━━━━━ INFORMATION SHOWN ━━━━━

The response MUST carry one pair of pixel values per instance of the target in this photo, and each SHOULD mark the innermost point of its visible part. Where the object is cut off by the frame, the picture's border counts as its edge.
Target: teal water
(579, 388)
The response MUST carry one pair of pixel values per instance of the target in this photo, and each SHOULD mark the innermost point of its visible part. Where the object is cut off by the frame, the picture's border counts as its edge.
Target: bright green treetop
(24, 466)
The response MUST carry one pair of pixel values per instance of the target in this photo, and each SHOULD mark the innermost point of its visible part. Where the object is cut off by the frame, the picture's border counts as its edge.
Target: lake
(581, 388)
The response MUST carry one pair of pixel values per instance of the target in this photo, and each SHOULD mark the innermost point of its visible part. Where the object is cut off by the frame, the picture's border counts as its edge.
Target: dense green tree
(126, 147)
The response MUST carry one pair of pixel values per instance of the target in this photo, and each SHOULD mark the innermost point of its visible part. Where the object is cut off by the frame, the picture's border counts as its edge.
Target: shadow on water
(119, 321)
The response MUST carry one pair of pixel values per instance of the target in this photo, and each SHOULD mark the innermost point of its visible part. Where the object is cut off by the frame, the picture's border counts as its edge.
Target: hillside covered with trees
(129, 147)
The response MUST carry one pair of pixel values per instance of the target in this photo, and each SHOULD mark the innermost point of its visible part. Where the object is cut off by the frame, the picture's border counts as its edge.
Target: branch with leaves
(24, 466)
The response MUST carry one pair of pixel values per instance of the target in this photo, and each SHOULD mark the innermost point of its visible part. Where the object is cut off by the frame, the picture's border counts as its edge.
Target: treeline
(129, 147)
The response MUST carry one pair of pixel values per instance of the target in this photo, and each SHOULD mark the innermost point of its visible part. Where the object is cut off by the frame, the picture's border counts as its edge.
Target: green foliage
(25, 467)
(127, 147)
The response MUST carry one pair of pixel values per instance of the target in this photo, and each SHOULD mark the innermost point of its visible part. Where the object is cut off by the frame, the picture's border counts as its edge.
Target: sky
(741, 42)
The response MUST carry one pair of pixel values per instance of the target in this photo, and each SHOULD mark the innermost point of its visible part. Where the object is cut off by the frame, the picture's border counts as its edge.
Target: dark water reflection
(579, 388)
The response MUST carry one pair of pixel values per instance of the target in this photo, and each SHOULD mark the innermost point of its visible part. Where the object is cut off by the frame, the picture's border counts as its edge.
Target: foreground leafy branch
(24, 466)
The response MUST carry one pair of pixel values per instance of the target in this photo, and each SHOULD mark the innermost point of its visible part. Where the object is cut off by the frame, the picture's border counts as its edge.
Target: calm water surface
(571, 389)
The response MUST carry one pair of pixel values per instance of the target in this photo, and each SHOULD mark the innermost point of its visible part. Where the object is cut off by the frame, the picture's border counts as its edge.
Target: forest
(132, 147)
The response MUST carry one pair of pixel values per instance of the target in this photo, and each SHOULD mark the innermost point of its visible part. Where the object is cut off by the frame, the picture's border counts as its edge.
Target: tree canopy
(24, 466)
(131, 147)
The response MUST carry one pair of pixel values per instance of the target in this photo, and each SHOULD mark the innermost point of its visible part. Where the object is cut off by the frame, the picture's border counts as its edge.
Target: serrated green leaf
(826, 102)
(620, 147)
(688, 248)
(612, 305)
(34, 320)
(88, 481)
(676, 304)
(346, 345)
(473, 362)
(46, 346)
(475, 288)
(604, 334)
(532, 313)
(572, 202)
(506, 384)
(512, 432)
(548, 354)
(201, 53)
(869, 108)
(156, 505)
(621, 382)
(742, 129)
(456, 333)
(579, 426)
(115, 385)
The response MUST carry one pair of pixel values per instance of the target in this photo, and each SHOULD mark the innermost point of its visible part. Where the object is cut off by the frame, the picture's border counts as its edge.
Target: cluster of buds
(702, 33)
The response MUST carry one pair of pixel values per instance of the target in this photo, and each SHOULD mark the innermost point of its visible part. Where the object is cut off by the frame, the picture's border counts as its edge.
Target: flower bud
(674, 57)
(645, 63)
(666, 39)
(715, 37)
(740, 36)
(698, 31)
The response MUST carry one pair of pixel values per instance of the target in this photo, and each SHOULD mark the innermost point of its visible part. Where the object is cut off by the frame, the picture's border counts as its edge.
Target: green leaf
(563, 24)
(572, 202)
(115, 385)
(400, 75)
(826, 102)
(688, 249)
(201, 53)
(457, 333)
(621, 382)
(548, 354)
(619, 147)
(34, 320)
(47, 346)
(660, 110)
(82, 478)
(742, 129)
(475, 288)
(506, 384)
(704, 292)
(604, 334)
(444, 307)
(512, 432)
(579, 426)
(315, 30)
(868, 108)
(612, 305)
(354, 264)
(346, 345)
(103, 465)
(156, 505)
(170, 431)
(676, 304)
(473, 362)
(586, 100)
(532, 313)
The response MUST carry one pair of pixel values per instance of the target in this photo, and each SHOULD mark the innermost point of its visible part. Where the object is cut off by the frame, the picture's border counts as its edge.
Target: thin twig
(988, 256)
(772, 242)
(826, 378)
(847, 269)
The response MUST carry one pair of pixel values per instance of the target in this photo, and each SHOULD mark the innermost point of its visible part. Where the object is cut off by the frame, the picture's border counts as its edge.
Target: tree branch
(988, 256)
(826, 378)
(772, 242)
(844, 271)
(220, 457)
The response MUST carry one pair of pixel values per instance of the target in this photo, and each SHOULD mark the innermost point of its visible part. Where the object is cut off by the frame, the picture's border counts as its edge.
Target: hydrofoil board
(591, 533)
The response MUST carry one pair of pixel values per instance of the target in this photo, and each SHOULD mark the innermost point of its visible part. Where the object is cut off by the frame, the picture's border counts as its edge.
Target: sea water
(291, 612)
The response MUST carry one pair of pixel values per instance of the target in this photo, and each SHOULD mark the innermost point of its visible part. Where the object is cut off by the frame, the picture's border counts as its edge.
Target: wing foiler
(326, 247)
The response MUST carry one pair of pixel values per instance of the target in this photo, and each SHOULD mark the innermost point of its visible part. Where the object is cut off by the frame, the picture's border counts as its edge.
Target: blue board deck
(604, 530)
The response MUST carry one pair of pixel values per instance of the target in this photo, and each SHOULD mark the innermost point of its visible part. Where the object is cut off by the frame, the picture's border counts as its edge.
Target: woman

━━━━━

ASSIGNMENT
The full set of entries should be copied out exactly as given.

EXERCISE ANSWER
The response MUST carry one pair of pixel values per instance of the target in this photo, and each SHOULD mark the innermost point of its visible part. Where the object is cut off by the frame, the picture's border counts as its edge.
Target: teal water
(579, 388)
The response MUST carry one pair of pixel values per instance of the target in this photo, and each SHOULD mark the innermost point of its visible part. Where the object is cut off by the frame, the picture's border counts as its edge.
Target: bright green treetop
(24, 466)
The response MUST carry one pair of pixel values per instance of the target in this photo, and each SHOULD mark the innermost point of its visible part. Where the object is cut off by the frame, the picture's border counts as its edge.
Target: lake
(581, 388)
The response MUST carry one pair of pixel values per instance of the target in this photo, and each SHOULD mark the innermost point of its visible part. Where the object is cut off by the frame, the picture's border counts as its edge.
Target: dense green tree
(126, 147)
The response MUST carry one pair of pixel values per instance of the target in this photo, and each SHOULD mark the innermost point of its visible part. Where the object is cut off by the frame, the picture's border counts as its edge.
Target: shadow on water
(119, 321)
The response MUST carry one pair of pixel values per instance of the target in this photo, and each SHOULD mark the innermost point of its visible part. Where the object is cut off by the frame, the picture's border counts as its edge.
Target: hillside covered with trees
(129, 147)
The response MUST carry one pair of pixel values per instance of the target in this photo, and each SHOULD mark the innermost point of its visible part. Where the object is cut off by the frame, the picture's border counts as its edge.
Target: branch with leaves
(24, 466)
The response MUST carry one pair of pixel values per instance of the target in this photo, and each SHOULD mark the innermost point of its visible part. Where the object is cut off by the frame, the picture's border counts as its edge.
Target: treeline
(129, 147)
The response MUST carry one pair of pixel values per instance of the target in this photo, and each SHOULD mark the innermost point of its visible part. Where the object is cut off by the frame, the picture's border counts as its edge.
Target: green foliage
(25, 467)
(127, 147)
The response MUST carry one pair of pixel values per instance of the target in this photo, and each SHOULD mark the innermost point of its visible part. Where the object is cut off by the frame, the picture's border counts as its edge.
Target: sky
(741, 42)
The response MUST carry one pair of pixel values per instance of the target in this photo, and each SHOULD mark the innermost point of its visible part. Where the object is cut off by the frame, the picture's border counts as its edge.
Target: dark water reflection
(579, 388)
The response MUST carry one pair of pixel values per instance of the target in this photo, and each SHOULD mark the innermost point of its visible part. Where the object is cut off by the frame, the picture's border counts as its edge.
Target: foreground leafy branch
(24, 466)
The response MUST carry one pair of pixel values per instance of the target in this photo, and each SHOULD mark the innermost point of its visible part. Where the object is cut off by the frame, the picture's border counts as its edge.
Target: calm water surface
(571, 389)
The response MUST carry one pair of pixel values per instance of the target in this photo, and each SHOULD mark the innermost point of its visible part. Where the object is cut off by the frame, the picture's border counts as its edge.
Target: forest
(132, 147)
The response MUST carry one pair of pixel values per instance of the target in this photo, and each SHOULD mark the innermost point of its visible part. Where the object is cut off by the frame, the picture's border counts as its edge.
Target: tree canopy
(24, 466)
(131, 147)
The response MUST carry one pair of pixel values per instance of the target in this photo, and each SHOULD mark the innermost point of its visible part. Where the object is cut off by the frame, the picture's border counts as its edge.
Target: serrated green leaf
(826, 102)
(620, 147)
(688, 248)
(612, 305)
(34, 320)
(88, 481)
(676, 304)
(346, 345)
(473, 362)
(46, 346)
(475, 288)
(604, 334)
(532, 313)
(572, 202)
(506, 384)
(512, 432)
(548, 354)
(201, 53)
(869, 108)
(156, 505)
(621, 382)
(742, 129)
(456, 333)
(579, 426)
(115, 385)
The response MUST carry one pair of pixel values per instance of the target in this photo, and each SHOULD mark the innermost point of its visible part. Where the object is cut off by the frame, the picture's border counts as its edge.
Target: cluster of buds
(702, 33)
The response MUST carry one pair of pixel values per instance of the target in this photo, and each SHOULD mark the innermost point of its visible part. Where the object is cut off by the frame, the picture's border counts as its edge.
Target: flower bud
(674, 57)
(645, 63)
(666, 39)
(715, 37)
(740, 36)
(698, 31)
The response MUST carry one pair of pixel values per instance of the target in this photo, and each SHOULD mark the innermost point of its visible part. Where the object is cut off by the frame, the picture's border counts as its edge.
Target: green leaf
(563, 24)
(572, 202)
(115, 385)
(400, 75)
(826, 102)
(688, 249)
(201, 53)
(457, 333)
(621, 382)
(548, 354)
(619, 147)
(34, 320)
(47, 346)
(660, 110)
(82, 478)
(742, 129)
(475, 288)
(506, 384)
(704, 292)
(604, 334)
(444, 307)
(512, 432)
(579, 426)
(315, 30)
(868, 108)
(612, 305)
(354, 264)
(346, 345)
(103, 465)
(156, 505)
(170, 431)
(676, 304)
(473, 362)
(586, 100)
(532, 313)
The response MUST carry one pair of pixel values per instance of the target in this photo, and each SHOULD mark the innermost point of its visible part. Where the object is cut off by the frame, the picture's border counts as its edge.
Target: thin twig
(988, 256)
(772, 242)
(826, 378)
(847, 269)
The response MUST carry one pair of pixel values per instance of the target in this photo, and each SHOULD mark the innermost point of its visible part. Where the object is cut off by the frame, the picture's border counts as its edge.
Target: tree branch
(988, 256)
(826, 378)
(772, 242)
(844, 271)
(220, 457)
The response MUST carry one pair of pixel values per instance of the target in this photo, and each SHOULD mark the innermost point of its visible part. Where the object is cut off by the frame, the picture's border counts as its edge.
Target: hydrofoil board
(591, 533)
The response MUST carry one pair of pixel values per instance of the target in this photo, and each SHOULD mark the innermost point of its visible part. Where the object is cut off by the frame, the picture's border counts as its edge.
Target: sea water
(291, 612)
The response MUST carry one pair of pixel values per instance of the target in this photo, and each SHOULD mark the innermost point of its visible part. Where the object is cut off by the frame, the picture's border counts as its edge.
Target: wing foiler
(326, 247)
The response MUST carry one pair of pixel values per instance of the target in this photo, and each SHOULD mark the innermost point of its visible part. Where the object is cut off by the frame, the picture's border counts as its edge.
Target: blue board deck
(604, 530)
The response MUST carry one pair of pixel values per instance of the target in this photo, and each SHOULD mark the innermost point of its visible part. Where the object is cut off by the frame, the picture's border counts as its edge.
Target: woman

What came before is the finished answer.